THE EXERCISE
Please count the lines in the records below that contain the string "black", treating uppercase and lowercase as different, and reply with only the number.

DATASET EXCERPTS
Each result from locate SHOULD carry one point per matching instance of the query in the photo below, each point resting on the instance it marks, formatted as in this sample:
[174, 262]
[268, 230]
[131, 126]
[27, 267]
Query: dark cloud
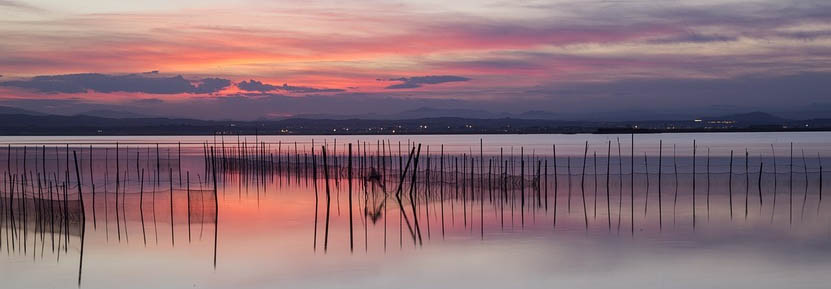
[418, 81]
[149, 82]
[253, 85]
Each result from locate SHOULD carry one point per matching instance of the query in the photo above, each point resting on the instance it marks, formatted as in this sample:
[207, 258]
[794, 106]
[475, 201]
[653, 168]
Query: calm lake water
[253, 212]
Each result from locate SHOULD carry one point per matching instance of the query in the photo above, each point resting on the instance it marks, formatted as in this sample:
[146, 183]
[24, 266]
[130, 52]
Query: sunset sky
[575, 59]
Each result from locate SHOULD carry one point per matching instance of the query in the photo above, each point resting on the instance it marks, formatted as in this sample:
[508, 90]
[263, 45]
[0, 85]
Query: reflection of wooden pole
[583, 185]
[328, 199]
[349, 176]
[730, 184]
[660, 178]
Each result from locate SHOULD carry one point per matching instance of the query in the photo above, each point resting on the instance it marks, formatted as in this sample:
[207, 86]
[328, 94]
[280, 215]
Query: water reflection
[274, 200]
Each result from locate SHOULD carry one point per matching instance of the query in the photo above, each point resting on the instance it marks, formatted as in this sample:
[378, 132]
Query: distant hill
[19, 123]
[14, 110]
[756, 118]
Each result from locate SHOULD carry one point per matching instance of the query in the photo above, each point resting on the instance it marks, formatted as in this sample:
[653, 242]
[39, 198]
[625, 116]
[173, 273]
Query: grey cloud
[418, 81]
[695, 38]
[254, 85]
[144, 82]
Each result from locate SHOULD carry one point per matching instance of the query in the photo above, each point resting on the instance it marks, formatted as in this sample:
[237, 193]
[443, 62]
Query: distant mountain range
[22, 122]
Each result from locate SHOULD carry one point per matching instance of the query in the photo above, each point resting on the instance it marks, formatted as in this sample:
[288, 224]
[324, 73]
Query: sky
[572, 59]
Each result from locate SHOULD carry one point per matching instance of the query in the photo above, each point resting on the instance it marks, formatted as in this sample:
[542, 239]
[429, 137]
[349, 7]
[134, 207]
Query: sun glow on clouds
[500, 48]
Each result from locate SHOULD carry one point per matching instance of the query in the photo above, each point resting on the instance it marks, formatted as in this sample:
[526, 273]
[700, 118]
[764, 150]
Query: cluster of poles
[46, 190]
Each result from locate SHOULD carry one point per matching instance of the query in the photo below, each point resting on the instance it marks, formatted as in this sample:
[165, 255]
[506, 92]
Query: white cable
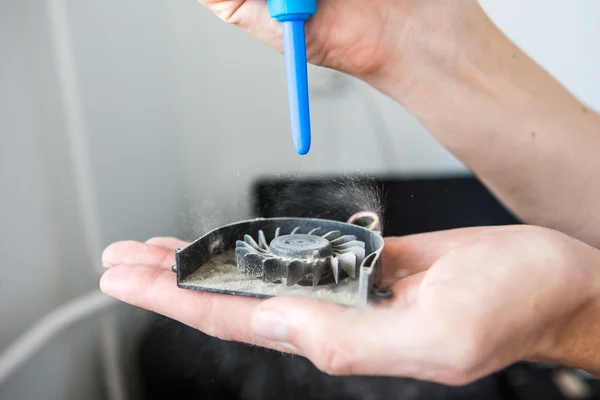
[47, 327]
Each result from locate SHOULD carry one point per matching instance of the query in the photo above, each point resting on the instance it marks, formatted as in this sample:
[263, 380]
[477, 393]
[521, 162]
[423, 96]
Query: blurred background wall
[179, 114]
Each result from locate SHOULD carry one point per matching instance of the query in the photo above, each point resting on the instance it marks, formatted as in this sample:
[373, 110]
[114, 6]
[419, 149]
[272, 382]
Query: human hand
[467, 302]
[370, 39]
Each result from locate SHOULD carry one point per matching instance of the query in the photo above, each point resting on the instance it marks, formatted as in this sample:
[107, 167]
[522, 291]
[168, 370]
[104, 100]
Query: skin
[467, 302]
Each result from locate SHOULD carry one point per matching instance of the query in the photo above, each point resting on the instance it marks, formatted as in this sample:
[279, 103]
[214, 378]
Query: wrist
[575, 340]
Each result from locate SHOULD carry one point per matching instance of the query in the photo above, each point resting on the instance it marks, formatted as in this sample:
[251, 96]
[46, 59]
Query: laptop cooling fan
[328, 260]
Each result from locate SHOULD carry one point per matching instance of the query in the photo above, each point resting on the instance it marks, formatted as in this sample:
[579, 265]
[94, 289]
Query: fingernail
[271, 325]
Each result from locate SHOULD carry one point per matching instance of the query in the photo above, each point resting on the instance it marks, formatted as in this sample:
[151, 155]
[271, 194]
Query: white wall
[183, 112]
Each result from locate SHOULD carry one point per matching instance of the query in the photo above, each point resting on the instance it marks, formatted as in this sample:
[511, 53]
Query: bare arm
[524, 135]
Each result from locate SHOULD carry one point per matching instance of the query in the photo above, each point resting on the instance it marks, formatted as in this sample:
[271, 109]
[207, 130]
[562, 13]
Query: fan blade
[316, 232]
[318, 268]
[262, 241]
[348, 263]
[359, 252]
[343, 239]
[296, 270]
[273, 270]
[253, 264]
[335, 268]
[332, 235]
[353, 243]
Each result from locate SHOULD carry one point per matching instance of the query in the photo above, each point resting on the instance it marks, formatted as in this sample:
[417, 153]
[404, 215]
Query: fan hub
[301, 246]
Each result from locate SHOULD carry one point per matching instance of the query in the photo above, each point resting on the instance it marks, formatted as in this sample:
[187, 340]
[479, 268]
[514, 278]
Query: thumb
[340, 340]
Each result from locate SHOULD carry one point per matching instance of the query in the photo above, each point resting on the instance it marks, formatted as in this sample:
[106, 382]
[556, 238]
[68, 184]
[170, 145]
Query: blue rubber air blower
[293, 14]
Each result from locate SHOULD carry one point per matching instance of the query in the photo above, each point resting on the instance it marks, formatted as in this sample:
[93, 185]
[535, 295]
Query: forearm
[529, 140]
[574, 340]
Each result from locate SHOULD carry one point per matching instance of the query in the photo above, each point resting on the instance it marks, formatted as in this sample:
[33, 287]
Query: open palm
[467, 302]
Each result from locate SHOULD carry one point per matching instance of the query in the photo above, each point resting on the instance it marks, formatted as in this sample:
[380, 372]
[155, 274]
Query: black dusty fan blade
[296, 270]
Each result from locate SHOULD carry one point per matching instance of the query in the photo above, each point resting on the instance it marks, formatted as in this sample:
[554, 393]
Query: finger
[408, 255]
[131, 252]
[252, 16]
[222, 316]
[168, 242]
[350, 341]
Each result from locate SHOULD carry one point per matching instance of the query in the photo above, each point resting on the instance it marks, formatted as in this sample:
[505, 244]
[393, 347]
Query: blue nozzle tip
[297, 77]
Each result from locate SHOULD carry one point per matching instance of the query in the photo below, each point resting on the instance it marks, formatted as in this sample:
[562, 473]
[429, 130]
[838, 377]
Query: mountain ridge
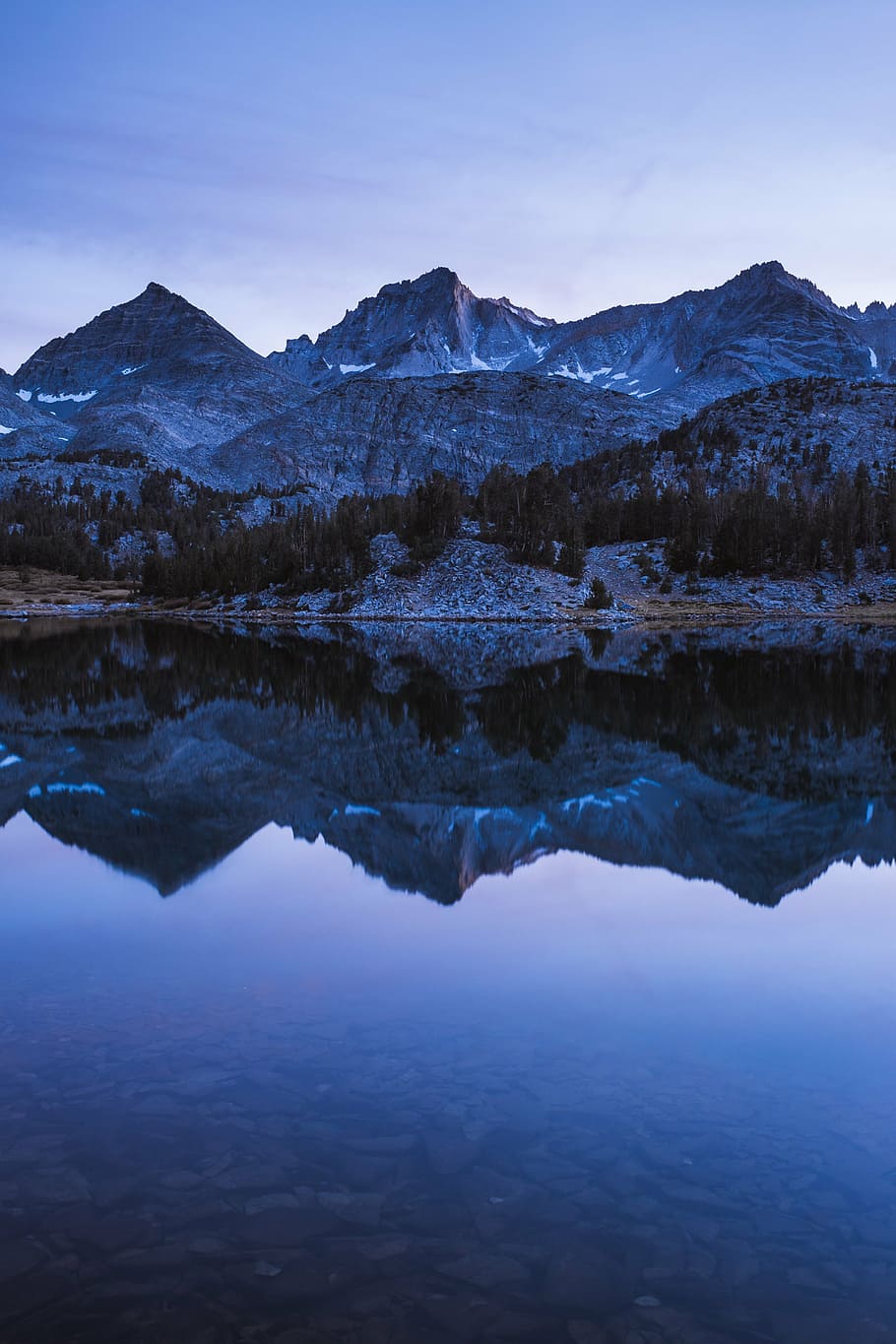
[160, 383]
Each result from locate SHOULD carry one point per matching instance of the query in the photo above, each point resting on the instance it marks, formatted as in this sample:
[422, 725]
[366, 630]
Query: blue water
[587, 1102]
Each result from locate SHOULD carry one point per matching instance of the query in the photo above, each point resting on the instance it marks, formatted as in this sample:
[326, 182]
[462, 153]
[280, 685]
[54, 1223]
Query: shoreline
[653, 615]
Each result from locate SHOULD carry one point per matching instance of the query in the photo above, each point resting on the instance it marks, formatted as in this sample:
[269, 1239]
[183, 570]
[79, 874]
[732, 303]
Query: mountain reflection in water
[435, 755]
[593, 1102]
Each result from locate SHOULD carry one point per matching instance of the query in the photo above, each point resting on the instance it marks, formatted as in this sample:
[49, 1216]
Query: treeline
[305, 551]
[190, 540]
[552, 518]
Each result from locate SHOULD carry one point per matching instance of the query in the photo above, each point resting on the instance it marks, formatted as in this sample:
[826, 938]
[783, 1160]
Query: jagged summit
[159, 378]
[151, 335]
[762, 326]
[432, 324]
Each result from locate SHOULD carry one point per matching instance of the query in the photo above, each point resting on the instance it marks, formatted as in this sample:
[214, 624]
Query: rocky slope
[155, 376]
[375, 437]
[416, 328]
[759, 327]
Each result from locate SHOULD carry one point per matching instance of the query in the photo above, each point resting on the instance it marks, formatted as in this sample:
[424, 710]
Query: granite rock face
[376, 437]
[760, 327]
[416, 328]
[155, 376]
[423, 376]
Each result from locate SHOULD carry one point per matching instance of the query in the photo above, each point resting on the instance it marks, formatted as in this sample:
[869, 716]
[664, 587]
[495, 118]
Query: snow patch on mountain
[65, 397]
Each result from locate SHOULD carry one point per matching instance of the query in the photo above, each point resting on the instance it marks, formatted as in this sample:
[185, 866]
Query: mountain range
[423, 375]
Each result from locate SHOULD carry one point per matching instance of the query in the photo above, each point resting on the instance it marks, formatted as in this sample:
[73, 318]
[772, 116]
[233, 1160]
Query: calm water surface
[590, 1101]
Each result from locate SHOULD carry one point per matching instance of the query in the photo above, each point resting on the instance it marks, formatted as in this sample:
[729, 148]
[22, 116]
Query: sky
[281, 160]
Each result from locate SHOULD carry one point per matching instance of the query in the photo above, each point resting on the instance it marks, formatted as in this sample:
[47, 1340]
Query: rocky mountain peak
[140, 339]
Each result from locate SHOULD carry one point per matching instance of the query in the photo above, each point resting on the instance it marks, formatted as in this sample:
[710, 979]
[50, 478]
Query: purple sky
[277, 161]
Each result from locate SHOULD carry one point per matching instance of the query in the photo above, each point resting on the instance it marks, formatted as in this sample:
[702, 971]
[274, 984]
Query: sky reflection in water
[585, 1102]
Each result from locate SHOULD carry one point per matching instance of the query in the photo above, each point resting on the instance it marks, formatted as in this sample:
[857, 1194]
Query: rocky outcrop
[690, 350]
[375, 437]
[422, 376]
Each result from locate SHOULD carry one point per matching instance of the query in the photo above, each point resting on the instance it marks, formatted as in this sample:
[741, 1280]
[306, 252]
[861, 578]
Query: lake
[442, 983]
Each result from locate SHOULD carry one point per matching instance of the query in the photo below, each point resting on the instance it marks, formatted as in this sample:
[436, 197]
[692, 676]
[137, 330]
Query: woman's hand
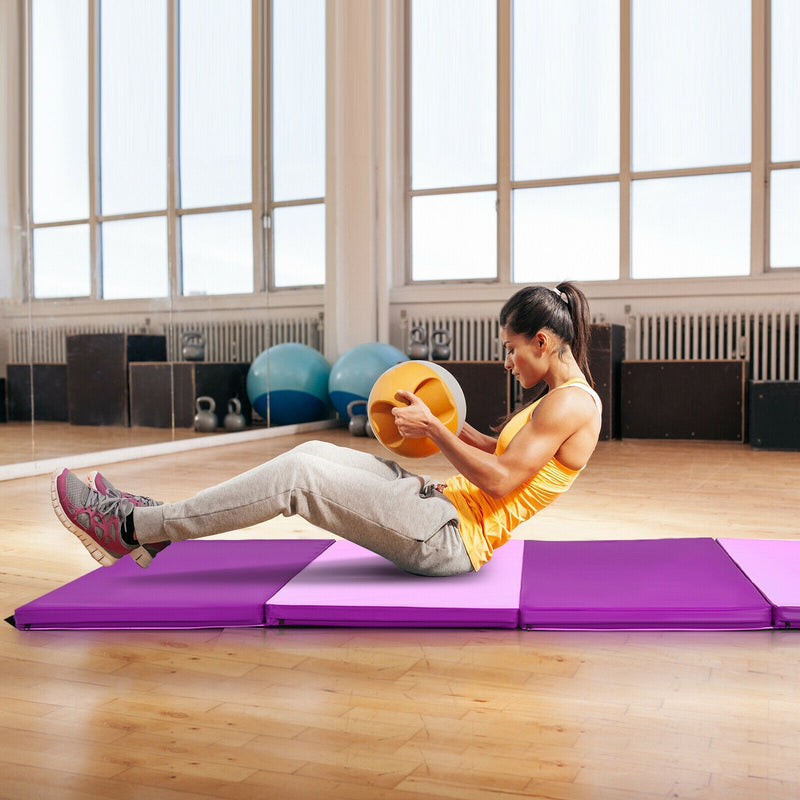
[415, 420]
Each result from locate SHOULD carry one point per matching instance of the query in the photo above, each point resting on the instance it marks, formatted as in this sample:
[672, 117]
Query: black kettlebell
[358, 422]
[418, 349]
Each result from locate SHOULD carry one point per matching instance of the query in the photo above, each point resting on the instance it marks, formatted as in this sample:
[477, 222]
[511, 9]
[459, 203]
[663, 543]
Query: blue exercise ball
[288, 384]
[354, 373]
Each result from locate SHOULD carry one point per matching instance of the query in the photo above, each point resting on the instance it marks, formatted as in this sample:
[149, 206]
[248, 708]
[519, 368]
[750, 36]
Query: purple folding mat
[351, 587]
[654, 584]
[773, 565]
[196, 584]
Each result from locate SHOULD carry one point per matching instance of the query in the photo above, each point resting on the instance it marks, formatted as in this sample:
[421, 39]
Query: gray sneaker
[144, 553]
[96, 519]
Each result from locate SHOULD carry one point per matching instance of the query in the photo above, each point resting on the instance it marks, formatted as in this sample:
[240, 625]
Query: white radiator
[226, 340]
[475, 338]
[768, 340]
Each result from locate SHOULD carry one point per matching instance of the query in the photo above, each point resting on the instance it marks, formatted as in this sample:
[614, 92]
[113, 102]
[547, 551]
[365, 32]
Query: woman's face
[524, 357]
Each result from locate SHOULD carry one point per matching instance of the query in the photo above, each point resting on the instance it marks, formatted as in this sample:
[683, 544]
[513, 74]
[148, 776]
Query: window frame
[760, 165]
[261, 206]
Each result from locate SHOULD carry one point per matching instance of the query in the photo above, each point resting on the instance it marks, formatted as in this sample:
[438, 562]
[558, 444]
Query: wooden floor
[410, 714]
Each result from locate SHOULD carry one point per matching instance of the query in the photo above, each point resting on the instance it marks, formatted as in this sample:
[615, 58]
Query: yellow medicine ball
[434, 385]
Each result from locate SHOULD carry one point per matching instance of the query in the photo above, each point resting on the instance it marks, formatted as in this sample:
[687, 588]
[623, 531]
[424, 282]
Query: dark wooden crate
[49, 392]
[606, 354]
[97, 374]
[774, 415]
[152, 387]
[684, 399]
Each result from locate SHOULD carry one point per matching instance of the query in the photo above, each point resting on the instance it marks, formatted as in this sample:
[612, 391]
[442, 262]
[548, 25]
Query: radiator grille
[768, 341]
[226, 340]
[474, 338]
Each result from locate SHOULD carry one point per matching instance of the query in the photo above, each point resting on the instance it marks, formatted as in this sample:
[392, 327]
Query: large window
[615, 139]
[147, 141]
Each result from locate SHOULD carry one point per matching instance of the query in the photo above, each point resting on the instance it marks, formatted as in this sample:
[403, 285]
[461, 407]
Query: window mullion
[265, 154]
[94, 177]
[625, 140]
[504, 56]
[173, 229]
[759, 192]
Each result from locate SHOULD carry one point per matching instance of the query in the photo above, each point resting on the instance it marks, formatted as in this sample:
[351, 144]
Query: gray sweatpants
[371, 501]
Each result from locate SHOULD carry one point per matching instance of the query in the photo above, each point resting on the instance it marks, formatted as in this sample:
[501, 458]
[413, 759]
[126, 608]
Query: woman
[423, 527]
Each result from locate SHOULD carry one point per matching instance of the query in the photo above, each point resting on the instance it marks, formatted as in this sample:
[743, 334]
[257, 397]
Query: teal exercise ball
[288, 384]
[354, 373]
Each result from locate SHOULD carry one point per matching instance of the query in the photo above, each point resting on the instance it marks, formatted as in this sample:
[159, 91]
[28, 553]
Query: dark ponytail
[564, 311]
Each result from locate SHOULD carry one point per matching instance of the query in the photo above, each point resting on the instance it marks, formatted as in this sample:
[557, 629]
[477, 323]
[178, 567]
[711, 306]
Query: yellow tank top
[486, 522]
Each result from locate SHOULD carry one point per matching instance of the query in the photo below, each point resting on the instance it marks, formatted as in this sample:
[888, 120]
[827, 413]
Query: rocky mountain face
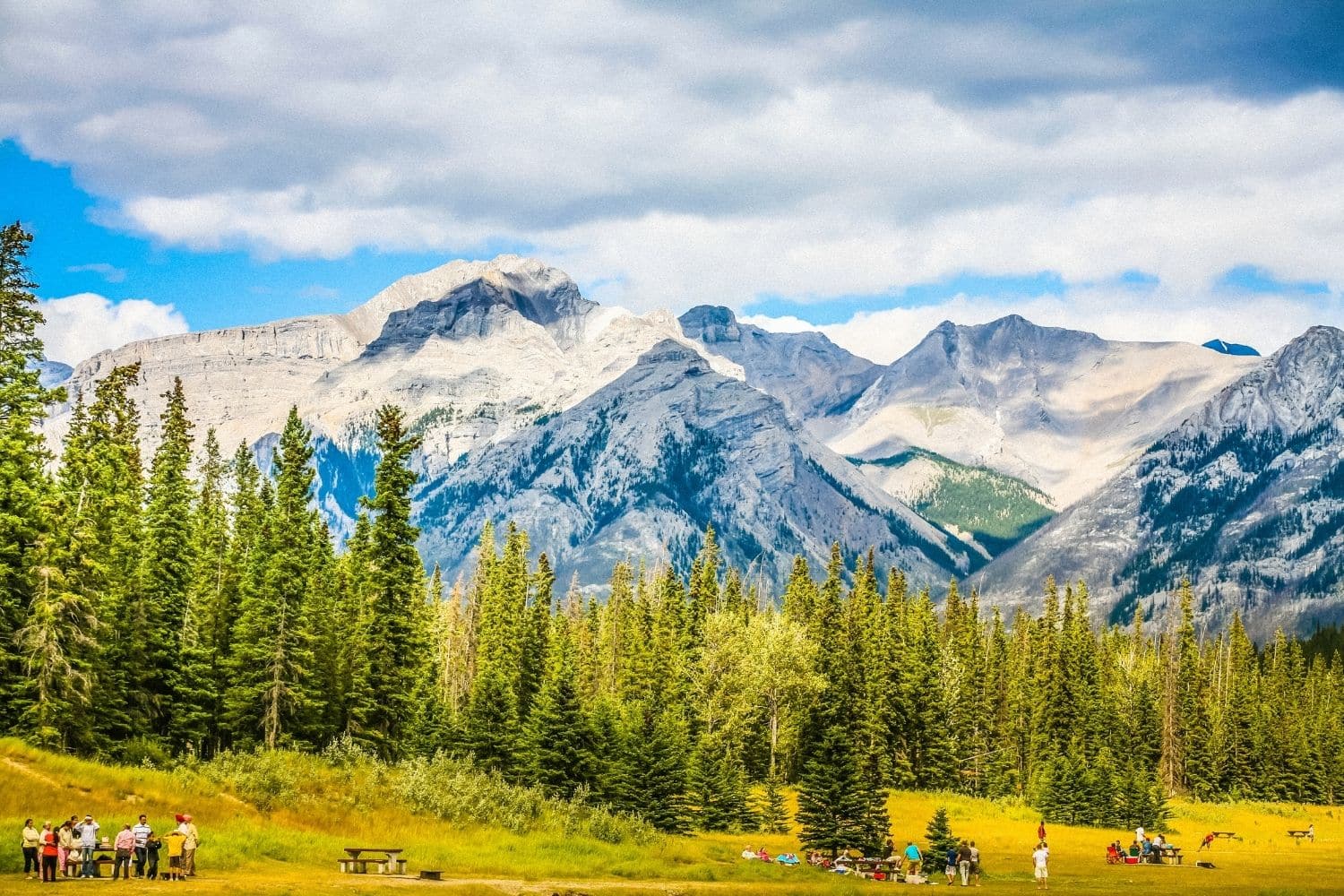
[1061, 410]
[1245, 497]
[604, 433]
[53, 373]
[814, 376]
[644, 463]
[610, 435]
[1230, 349]
[472, 351]
[986, 509]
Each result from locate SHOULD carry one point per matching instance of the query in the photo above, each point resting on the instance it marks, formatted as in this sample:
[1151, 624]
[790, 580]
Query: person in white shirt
[1040, 860]
[88, 831]
[142, 831]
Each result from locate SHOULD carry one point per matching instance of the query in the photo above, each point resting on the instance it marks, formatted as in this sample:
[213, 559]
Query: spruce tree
[771, 809]
[156, 610]
[201, 677]
[23, 482]
[99, 541]
[395, 643]
[56, 648]
[558, 737]
[938, 839]
[269, 699]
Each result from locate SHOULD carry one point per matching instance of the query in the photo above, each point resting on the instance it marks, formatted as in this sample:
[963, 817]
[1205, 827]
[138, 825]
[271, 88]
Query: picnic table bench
[878, 868]
[389, 863]
[1171, 855]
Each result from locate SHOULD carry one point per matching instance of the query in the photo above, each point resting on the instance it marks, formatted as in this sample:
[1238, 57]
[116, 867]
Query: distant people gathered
[78, 848]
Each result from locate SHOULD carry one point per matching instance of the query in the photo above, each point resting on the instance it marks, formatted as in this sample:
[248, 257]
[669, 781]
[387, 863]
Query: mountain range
[997, 452]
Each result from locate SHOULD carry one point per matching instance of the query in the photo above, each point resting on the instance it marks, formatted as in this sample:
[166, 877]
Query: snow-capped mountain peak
[507, 274]
[1058, 409]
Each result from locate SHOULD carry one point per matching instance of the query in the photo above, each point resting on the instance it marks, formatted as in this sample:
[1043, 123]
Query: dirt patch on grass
[24, 770]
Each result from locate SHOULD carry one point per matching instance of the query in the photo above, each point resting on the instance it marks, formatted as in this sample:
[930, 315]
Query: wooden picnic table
[392, 863]
[889, 868]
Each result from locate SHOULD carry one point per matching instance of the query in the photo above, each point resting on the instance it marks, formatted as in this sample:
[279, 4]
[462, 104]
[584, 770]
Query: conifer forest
[180, 600]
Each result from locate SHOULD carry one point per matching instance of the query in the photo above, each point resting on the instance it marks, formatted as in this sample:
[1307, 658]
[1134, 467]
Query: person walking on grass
[66, 844]
[50, 848]
[88, 831]
[188, 847]
[913, 857]
[1040, 860]
[175, 840]
[152, 845]
[125, 848]
[142, 831]
[964, 863]
[29, 841]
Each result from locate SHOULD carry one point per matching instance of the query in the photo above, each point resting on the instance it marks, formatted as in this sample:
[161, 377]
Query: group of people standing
[75, 849]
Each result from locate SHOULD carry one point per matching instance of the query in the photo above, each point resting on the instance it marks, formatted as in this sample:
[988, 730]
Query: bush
[144, 753]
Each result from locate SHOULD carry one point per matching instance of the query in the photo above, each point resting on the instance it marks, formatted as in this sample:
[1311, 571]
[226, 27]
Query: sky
[1139, 169]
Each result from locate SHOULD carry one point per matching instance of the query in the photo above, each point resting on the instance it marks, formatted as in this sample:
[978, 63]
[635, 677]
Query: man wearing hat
[88, 831]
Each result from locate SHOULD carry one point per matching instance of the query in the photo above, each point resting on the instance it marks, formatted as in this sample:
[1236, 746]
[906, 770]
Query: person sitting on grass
[50, 849]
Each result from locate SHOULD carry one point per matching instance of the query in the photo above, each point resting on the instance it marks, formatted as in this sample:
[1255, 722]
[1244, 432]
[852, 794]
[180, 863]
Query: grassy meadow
[292, 845]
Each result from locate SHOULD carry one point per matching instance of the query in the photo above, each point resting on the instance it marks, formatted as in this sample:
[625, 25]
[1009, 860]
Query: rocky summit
[609, 435]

FINAL RESULT
2